*** DATASET EXCERPTS Section Begins ***
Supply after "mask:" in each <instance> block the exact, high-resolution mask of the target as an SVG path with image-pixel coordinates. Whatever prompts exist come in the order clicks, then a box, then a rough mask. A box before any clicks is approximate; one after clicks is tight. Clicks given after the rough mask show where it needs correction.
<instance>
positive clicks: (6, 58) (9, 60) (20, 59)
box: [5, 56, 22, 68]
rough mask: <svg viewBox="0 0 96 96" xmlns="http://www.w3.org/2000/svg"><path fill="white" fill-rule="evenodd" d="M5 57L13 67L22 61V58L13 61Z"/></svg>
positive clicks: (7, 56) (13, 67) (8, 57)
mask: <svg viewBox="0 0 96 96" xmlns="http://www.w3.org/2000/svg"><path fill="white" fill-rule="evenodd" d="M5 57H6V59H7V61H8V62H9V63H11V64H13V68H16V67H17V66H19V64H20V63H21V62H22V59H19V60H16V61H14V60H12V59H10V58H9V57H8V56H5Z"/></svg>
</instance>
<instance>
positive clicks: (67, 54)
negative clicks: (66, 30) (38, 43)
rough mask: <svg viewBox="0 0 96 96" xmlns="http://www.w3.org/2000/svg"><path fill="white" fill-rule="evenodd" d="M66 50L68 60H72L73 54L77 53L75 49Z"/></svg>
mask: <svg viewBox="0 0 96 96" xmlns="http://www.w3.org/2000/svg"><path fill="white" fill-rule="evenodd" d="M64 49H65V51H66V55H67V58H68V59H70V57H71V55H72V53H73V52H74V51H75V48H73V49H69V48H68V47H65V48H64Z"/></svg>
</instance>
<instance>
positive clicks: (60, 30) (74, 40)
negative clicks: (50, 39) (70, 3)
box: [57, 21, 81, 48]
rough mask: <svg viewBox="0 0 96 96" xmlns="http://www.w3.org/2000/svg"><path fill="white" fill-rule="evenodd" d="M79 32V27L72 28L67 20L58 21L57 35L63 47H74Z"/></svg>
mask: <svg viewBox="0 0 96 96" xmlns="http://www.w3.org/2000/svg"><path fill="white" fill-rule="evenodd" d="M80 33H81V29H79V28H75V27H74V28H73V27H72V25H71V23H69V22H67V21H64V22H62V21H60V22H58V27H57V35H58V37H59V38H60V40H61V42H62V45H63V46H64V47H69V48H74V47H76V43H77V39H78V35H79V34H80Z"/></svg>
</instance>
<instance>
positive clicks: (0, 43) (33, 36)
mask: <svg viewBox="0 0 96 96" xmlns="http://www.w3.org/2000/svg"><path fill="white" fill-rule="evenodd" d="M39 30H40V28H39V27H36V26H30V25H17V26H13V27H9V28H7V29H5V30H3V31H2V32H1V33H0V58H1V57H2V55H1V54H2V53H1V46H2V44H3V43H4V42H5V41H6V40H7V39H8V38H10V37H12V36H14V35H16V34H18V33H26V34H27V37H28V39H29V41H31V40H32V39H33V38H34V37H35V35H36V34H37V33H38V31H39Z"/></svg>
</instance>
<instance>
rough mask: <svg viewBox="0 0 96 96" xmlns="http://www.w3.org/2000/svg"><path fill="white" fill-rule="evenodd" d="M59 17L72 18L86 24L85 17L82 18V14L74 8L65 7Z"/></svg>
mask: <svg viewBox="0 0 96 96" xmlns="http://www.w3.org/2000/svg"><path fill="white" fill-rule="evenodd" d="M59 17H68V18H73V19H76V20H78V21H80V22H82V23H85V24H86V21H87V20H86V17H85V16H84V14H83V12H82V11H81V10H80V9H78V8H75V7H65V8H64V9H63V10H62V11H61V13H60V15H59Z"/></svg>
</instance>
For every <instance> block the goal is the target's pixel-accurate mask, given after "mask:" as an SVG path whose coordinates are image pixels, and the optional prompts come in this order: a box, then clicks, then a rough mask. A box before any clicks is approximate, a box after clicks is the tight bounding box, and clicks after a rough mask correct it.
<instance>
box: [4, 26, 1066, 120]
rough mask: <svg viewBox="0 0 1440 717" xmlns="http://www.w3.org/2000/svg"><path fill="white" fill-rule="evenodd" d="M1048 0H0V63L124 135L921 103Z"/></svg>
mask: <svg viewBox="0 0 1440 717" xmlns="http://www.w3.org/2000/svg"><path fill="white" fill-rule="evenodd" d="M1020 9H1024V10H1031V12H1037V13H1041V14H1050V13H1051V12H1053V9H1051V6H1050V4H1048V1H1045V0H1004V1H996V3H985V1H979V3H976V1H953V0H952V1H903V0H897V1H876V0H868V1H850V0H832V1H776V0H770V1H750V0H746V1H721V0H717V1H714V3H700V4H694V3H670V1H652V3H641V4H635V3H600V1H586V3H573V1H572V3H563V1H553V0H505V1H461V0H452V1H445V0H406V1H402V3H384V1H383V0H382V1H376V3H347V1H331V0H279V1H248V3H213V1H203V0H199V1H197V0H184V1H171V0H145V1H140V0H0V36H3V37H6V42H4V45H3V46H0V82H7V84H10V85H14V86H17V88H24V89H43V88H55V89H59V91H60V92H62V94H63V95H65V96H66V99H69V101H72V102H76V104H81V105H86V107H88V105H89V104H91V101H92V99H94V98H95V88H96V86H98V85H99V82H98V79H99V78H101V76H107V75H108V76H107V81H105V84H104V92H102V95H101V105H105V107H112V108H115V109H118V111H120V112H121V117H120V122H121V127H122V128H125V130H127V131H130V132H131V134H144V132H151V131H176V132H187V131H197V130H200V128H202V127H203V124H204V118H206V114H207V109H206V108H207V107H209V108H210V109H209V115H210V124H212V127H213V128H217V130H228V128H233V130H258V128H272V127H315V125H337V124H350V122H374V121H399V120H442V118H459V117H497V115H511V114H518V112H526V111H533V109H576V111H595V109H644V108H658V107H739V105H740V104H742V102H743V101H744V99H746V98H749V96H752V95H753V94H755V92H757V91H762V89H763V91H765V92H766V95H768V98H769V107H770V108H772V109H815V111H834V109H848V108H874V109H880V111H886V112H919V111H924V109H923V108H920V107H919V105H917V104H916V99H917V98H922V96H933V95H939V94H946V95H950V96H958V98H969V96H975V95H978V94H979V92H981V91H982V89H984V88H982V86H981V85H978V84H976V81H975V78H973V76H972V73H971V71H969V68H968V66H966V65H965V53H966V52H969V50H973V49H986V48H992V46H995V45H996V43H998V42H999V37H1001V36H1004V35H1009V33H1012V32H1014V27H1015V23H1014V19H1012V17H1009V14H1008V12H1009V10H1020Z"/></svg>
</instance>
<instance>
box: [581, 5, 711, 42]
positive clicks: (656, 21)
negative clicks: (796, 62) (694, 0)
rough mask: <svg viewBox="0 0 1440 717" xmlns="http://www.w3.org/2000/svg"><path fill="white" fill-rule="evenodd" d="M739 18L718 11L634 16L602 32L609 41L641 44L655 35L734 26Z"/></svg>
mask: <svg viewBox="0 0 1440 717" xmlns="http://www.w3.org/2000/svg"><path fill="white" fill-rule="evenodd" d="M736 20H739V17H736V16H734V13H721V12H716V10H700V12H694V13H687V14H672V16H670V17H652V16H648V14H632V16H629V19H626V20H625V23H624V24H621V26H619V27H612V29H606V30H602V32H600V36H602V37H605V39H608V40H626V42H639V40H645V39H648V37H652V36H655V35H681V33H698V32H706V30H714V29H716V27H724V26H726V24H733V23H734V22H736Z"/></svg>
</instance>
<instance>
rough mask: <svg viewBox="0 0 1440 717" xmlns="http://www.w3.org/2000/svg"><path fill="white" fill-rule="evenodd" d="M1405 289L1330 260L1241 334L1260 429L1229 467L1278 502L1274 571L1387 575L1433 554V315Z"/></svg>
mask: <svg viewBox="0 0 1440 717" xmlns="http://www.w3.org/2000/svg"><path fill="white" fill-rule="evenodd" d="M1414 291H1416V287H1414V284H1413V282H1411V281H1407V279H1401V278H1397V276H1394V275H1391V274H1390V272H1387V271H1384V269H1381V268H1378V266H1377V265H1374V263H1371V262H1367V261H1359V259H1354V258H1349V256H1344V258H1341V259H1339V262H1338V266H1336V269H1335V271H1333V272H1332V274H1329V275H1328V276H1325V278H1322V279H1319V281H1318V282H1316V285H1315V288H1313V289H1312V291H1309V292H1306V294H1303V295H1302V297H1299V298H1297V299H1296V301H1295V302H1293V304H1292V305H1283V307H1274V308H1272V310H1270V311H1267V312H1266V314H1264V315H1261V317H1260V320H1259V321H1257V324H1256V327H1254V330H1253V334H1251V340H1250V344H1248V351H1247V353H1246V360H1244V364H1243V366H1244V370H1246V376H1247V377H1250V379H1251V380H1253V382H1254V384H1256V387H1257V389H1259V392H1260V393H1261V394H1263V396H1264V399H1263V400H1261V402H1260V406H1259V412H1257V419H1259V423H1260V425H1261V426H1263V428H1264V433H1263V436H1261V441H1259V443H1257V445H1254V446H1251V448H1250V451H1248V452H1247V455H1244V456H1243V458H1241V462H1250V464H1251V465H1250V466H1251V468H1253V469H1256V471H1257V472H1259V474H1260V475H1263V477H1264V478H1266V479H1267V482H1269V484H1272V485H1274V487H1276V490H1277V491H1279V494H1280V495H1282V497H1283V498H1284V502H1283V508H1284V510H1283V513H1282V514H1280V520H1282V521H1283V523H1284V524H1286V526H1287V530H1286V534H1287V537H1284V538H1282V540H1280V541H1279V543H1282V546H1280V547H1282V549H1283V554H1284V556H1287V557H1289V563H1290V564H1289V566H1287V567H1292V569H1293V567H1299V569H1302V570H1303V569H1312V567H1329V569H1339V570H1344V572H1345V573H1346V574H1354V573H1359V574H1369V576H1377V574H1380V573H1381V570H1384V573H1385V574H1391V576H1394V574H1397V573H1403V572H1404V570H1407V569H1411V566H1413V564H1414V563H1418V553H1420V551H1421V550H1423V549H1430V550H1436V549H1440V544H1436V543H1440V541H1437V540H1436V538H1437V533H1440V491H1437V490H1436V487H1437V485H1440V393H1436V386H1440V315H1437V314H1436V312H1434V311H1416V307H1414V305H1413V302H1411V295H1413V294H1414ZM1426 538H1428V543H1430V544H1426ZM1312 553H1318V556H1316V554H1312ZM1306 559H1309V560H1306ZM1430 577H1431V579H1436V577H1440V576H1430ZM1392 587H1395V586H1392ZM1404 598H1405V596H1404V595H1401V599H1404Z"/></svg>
*** DATASET EXCERPTS Section Ends ***
* TASK INSTRUCTIONS *
What lines above mention "given"? Copy each one.

* RESULT OF THIS TASK *
Supply after "mask:" in each <instance> block the exact, high-resolution mask of the target as an SVG path with image-pixel coordinates. Whatever prompts exist come in the order clicks, then a box, then a rough mask. A box before any clicks is approximate; one after clicks is tight. Clicks given after the rough mask show where it needs correction.
For every <instance> block the goal is the target's pixel-accurate mask, given after "mask:" as an SVG path whose coordinates are image pixels, and the optional prompts come in this order: a box, then clicks, then a rough mask. A box before any clicks is approximate, a box after clicks is the tight bounding box, and clicks after a rough mask correct it.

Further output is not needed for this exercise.